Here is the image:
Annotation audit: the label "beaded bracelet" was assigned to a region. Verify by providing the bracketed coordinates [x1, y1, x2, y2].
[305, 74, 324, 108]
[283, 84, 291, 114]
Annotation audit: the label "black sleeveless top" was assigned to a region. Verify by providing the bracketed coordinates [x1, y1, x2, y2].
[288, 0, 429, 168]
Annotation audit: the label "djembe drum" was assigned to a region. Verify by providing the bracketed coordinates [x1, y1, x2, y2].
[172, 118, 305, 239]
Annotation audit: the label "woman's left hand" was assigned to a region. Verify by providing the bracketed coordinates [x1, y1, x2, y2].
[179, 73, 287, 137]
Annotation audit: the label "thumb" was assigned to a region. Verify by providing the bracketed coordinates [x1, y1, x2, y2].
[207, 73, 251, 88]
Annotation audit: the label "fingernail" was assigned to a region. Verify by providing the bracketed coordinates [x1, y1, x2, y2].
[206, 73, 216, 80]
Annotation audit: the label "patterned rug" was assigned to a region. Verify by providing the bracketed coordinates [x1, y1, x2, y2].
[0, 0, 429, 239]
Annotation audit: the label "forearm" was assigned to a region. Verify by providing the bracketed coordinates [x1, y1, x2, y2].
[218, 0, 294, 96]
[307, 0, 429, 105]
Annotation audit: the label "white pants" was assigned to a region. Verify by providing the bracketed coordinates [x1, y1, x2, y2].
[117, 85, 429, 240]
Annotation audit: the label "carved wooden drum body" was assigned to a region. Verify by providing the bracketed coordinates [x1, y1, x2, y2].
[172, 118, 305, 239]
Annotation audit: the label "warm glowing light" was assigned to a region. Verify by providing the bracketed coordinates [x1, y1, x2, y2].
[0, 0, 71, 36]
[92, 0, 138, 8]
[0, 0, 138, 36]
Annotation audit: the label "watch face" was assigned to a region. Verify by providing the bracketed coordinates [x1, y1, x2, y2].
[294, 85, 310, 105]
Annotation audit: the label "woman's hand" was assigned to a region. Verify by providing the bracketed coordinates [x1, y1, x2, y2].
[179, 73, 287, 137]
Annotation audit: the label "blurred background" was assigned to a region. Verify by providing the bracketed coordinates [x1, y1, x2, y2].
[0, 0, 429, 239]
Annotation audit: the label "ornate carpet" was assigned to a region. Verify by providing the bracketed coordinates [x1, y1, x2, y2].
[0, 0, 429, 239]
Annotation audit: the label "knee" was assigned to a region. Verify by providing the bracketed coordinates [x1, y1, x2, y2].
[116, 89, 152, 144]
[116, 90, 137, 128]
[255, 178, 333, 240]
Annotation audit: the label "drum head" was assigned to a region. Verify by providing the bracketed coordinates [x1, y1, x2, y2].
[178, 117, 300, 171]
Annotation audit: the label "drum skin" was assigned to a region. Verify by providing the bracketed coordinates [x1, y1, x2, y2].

_Written task:_
Pull out each line from the items above that contains the word "hand", and copy those lines.

_Complete response:_
Annotation audit: the label "woman's left hand" was assigned to a region. Verify by providing the bracketed coordinates [x1, y1, x2, y2].
Annotation audit: the label "woman's hand" was assigned to a region. Verify by providing the bracketed coordinates [x1, y1, x2, y2].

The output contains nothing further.